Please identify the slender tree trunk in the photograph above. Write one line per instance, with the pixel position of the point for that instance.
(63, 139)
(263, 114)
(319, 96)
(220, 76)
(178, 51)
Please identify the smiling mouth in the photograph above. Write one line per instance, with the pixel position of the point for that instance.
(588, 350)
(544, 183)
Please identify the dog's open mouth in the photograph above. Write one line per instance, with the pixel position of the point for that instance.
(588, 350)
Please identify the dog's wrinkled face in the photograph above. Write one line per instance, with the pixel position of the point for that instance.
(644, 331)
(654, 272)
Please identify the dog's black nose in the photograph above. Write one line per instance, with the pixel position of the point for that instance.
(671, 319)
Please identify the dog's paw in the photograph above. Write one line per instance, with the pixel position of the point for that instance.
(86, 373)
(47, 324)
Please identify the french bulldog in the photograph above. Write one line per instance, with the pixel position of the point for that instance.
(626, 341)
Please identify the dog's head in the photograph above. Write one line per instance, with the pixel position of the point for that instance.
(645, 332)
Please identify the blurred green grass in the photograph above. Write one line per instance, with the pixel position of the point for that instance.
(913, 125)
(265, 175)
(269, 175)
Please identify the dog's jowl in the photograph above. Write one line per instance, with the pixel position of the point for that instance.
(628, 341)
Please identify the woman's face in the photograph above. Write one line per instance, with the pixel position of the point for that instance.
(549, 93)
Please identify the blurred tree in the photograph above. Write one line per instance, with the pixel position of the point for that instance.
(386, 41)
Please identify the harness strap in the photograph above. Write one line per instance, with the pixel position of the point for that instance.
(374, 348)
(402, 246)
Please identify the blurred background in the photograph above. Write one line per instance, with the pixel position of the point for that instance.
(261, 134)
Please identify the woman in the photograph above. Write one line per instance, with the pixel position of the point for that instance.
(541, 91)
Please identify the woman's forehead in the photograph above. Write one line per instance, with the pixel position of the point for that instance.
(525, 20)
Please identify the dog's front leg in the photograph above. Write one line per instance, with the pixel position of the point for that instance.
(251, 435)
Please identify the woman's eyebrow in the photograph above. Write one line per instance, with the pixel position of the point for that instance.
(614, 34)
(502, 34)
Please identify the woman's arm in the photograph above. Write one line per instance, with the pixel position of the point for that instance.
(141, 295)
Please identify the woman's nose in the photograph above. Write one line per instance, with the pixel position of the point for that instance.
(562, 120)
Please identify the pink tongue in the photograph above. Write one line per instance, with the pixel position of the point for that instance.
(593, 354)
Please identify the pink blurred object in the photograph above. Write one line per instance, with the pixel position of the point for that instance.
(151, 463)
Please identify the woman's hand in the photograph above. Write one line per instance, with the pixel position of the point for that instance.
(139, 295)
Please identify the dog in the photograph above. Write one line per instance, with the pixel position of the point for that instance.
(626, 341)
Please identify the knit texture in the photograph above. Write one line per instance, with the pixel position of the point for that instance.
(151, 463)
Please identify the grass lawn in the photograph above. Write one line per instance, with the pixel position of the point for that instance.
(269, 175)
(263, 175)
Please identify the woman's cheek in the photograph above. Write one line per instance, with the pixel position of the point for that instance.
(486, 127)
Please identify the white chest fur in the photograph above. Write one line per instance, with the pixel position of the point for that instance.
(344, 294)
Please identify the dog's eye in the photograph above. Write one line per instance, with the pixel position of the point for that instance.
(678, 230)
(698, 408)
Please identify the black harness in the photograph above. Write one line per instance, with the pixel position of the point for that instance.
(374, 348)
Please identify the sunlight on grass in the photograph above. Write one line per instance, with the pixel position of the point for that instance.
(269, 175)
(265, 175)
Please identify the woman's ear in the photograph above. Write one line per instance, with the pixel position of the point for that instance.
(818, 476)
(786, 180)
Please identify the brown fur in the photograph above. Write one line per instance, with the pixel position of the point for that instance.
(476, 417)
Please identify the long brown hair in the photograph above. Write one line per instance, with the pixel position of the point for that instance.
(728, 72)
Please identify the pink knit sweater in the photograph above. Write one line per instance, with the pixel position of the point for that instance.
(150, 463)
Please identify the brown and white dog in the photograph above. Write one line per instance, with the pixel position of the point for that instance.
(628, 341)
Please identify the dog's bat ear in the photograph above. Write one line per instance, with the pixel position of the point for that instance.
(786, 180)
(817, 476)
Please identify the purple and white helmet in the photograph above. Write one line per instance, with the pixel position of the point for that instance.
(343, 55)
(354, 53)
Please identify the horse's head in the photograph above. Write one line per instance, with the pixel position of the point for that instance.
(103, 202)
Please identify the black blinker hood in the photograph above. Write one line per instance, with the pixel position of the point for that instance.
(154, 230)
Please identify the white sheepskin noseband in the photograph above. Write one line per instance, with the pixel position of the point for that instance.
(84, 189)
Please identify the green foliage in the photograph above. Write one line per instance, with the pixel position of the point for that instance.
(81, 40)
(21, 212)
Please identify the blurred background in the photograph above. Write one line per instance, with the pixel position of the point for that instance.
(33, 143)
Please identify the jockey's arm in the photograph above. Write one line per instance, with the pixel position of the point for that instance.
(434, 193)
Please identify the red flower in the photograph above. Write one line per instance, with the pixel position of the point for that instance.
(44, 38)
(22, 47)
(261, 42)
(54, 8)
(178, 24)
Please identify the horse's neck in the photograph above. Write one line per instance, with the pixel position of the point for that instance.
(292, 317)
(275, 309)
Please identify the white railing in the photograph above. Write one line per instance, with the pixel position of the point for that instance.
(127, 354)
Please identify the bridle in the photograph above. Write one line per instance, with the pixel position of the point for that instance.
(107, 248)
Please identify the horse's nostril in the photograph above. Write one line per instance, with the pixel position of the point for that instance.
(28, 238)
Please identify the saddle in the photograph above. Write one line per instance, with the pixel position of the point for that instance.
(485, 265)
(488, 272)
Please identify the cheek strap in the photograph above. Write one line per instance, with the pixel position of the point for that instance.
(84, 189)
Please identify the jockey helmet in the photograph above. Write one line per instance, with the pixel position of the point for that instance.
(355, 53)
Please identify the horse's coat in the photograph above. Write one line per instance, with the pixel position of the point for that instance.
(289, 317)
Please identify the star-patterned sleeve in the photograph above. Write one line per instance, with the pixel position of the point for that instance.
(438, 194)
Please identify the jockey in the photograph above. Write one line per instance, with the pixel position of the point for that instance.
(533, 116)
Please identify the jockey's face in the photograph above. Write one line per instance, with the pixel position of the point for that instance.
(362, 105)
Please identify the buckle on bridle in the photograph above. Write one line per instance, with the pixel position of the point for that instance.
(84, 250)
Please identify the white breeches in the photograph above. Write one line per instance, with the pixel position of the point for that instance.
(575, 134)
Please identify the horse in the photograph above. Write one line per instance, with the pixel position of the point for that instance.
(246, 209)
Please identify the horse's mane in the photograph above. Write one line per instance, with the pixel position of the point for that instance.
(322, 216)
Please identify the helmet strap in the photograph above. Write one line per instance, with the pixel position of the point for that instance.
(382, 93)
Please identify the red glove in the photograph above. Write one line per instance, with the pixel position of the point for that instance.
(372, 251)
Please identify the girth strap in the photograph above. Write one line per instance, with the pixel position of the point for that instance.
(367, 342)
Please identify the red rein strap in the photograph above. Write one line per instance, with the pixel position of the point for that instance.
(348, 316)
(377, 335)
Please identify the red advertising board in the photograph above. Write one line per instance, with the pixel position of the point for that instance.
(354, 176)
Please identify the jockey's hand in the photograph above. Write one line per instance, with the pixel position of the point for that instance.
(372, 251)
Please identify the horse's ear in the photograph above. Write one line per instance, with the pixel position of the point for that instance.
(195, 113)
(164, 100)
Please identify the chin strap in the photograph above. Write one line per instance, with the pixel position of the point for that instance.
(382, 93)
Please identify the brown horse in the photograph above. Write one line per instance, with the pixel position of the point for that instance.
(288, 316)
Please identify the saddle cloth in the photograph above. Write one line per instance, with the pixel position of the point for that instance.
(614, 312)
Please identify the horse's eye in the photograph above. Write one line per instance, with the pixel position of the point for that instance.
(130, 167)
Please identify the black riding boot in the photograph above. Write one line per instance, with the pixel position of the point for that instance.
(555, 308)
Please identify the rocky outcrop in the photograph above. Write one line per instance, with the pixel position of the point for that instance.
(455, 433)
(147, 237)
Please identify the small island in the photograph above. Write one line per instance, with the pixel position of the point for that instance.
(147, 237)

:::::

# [What is required]
Reproduce the data verbatim from the line containing "Please identify the horse's eye" through the last line of the data, including both ends.

# [Written answer]
Please identify the horse's eye in the photograph above. Write one line per instance, with the pixel position of the point for that instance.
(130, 167)
Please identify the black riding boot in the photograph above. Write one line per instance, with the pixel position of the point for that instance.
(555, 308)
Please identify the rocky outcrop in the photograph above. Write one line per instance, with the pixel position of the point for that instance.
(455, 433)
(147, 237)
Please identify the small island in the photograph above. Write one line per instance, with the pixel position of the point for that instance.
(147, 237)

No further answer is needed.